## BEGIN

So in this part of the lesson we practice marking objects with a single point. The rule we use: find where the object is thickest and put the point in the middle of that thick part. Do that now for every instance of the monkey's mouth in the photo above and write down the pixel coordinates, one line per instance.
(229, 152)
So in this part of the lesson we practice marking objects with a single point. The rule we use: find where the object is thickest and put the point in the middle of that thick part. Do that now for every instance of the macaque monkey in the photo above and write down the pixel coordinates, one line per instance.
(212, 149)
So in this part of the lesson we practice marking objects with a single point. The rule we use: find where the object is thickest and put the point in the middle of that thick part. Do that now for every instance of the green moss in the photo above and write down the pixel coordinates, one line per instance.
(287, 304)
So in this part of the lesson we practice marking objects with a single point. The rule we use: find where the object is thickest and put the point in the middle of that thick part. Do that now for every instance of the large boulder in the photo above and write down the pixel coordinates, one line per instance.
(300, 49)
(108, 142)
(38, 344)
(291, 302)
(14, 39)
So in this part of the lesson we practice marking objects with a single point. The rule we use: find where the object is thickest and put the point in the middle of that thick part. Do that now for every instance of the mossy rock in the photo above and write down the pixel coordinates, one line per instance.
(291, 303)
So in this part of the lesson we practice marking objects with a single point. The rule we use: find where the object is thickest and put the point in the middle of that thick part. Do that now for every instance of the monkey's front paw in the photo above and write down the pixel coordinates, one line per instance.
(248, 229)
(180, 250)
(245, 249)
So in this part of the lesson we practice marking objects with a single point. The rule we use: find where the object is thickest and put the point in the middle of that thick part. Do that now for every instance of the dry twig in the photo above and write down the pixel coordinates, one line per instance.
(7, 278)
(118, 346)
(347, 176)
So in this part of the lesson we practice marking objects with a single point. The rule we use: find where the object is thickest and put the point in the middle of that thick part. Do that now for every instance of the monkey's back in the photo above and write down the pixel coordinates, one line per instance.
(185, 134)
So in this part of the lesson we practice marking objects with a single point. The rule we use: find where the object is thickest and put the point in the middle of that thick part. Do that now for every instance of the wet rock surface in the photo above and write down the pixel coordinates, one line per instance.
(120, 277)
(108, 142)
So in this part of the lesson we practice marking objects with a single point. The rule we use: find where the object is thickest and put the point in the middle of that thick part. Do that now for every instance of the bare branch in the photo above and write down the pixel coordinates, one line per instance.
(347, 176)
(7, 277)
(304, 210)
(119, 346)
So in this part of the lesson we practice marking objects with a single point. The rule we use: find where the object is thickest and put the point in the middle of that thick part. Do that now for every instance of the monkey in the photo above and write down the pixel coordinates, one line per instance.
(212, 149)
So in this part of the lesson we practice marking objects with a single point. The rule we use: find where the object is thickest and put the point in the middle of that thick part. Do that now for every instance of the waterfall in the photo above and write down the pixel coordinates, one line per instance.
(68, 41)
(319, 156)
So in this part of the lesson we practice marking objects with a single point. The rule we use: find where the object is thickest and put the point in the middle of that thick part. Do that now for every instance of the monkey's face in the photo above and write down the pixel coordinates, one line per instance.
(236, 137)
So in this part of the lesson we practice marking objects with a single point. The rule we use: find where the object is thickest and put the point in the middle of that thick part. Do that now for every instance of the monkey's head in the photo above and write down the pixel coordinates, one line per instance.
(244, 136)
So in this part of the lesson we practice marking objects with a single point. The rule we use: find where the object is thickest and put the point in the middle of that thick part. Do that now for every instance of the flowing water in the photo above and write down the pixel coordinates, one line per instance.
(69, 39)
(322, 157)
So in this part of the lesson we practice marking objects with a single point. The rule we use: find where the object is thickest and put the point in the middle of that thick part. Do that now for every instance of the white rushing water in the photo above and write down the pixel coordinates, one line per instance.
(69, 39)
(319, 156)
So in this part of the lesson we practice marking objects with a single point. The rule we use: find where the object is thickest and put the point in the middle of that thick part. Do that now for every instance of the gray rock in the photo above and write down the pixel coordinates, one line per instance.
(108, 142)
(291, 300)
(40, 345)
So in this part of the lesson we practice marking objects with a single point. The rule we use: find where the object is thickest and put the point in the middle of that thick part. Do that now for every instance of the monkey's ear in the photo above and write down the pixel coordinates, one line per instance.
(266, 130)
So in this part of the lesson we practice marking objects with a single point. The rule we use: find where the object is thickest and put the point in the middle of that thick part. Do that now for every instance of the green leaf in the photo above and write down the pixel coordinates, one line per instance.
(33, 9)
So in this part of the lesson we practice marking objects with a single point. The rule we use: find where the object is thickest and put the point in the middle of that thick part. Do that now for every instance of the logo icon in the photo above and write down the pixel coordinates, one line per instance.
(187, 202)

## END

CHALLENGE — The records above should be restated word for word, please.

EXERCISE RESULT —
So in this part of the lesson we practice marking objects with a single point. The rule we use: find where the object is thickest and put the point in the middle of that thick part. Do that now for every instance of the monkey's mouth in the photo above and write down the pixel coordinates, one line per instance.
(229, 152)
So in this part of the lesson we practice marking objects with a single point. The rule we use: find where the object is thickest and put the point in the middle of that thick part. Do that now for every instance of the macaque monkey in the photo above and write down the pixel coordinates, one line per instance.
(212, 149)
So in this part of the lesson we practice marking objects with a single point. The rule we use: find where the object is thickest and put the point in the middle of that thick part. Do that now for every instance of the green moss in the photo above and write down the pixel coordinates, one line per instance.
(287, 304)
So in this part of the lesson we practice marking objects with a single point. The rule we use: find where the object is thickest and put the point in the middle of that thick part. Do that now for every instance of the large boulder in the photo above and write down the pixel coordinates, one line per instance.
(300, 49)
(108, 142)
(38, 344)
(291, 302)
(14, 39)
So in this part of the lesson we practice marking objects with a single point. The rule we use: find where the object is thickest and put the point in the middle of that thick part. Do that now for every instance of the mossy rock in the photo above and write down the pixel coordinates, one line per instance.
(291, 303)
So in this part of the lesson we practice marking objects with a single point. The rule we use: find where the object is thickest and put the point in the middle of that thick part. Do that now for every instance of the monkey's front paw in the photo above and write down the pixel coordinates, one line per instance.
(248, 229)
(180, 250)
(245, 249)
So in this part of the lesson we practice marking objects with a single point. The rule we use: find where the object is thickest and put the point in the middle of that thick part. Do that now for every instance of the dry twig in the photo above and write down the pixel coordinates, one line per instance.
(7, 278)
(118, 346)
(347, 176)
So in this part of the lesson we practice marking objects with a single point. The rule we use: find where the object is thickest and put the point in the middle of that thick part. Do that now for every instance of the monkey's back in the photo above and write down the pixel coordinates, one line per instance.
(185, 134)
So in this part of the lesson we practice marking objects with a single point. The rule we use: find where the object is thickest and put the point in the middle of that thick part. Do that now for every instance of the wet rock surface in the photo above and write down the pixel coordinates, one line per instance.
(120, 277)
(108, 142)
So in this part of the lesson we practice marking objects with a single point. The rule we use: find where the object is thickest and put the point in the middle of that thick part. Do that now for every instance of the bare branch in the photo above and write down the pixel coordinates, one line per instance.
(347, 176)
(7, 277)
(304, 210)
(119, 346)
So in this part of the lesson we practice marking objects with a single point. The rule we use: find where the object is thickest and put the point in the middle of that thick part. Do that now for every instance of the monkey in the photo above and write down the pixel coordinates, one line per instance.
(212, 149)
So in this part of the lesson we practice marking objects with a single point. The rule we use: find where the object is thickest and put the point in the middle of that thick part. Do that now for every instance of the waterfall in the photo above and write down the pixel coordinates, one line per instance.
(68, 41)
(319, 156)
So in this part of the lesson we practice marking objects with a single point. The rule we use: find where the object is thickest and put the point in the middle of that thick part. Do that now for every instance of the monkey's face in the photo above and write down the pixel coordinates, one line per instance.
(236, 137)
So in this part of the lesson we practice marking objects with a single point. The rule we use: find where the object is thickest and put the point in the middle of that thick part. Do that now for every instance of the monkey's head in the photo above and write down the pixel coordinates, one line per instance.
(244, 136)
So in this part of the lesson we practice marking objects with a single point. The rule we use: find where the object is thickest and put the point in the middle of that thick part. Do that now for every instance of the flowing water in the photo above and write down the pixel coordinates, one line per instance.
(69, 39)
(322, 157)
So in this part of the lesson we practice marking objects with a single point. The rule we use: find where the object is thickest and put the point in the middle of that thick part. Do that now for every instance of the white rushing water in the photo above and write down the pixel coordinates, one line per instance.
(69, 39)
(319, 156)
So in this part of the lesson we practice marking objects with a single point. The rule we use: find where the object is thickest and put the point in the middle of that thick part. Do that now for every instance of the gray rock in the photo above and write down the pixel coordinates, one line per instance.
(108, 142)
(291, 300)
(40, 345)
So in this part of the lesson we practice marking objects with a single point. The rule we use: find where the object is thickest and put the point in the middle of that thick part. Do that now for every instance of the monkey's ear in the photo above and write down the pixel coordinates, one line per instance.
(266, 130)
So in this part of the lesson we practice marking objects with a single point. The rule we use: find where the object is thickest and put the point in the middle of that thick part. Do that now for every instance of the green leaf in the photo above and write down the pixel coordinates, one line per instance.
(33, 9)
So in this part of the lesson we practice marking objects with a single point. The rule we use: find where the object is thickest and put the point in the middle of that thick part. Do that now for every instance of the logo icon in the photo above and write down the pixel coordinates, one line per instance.
(187, 202)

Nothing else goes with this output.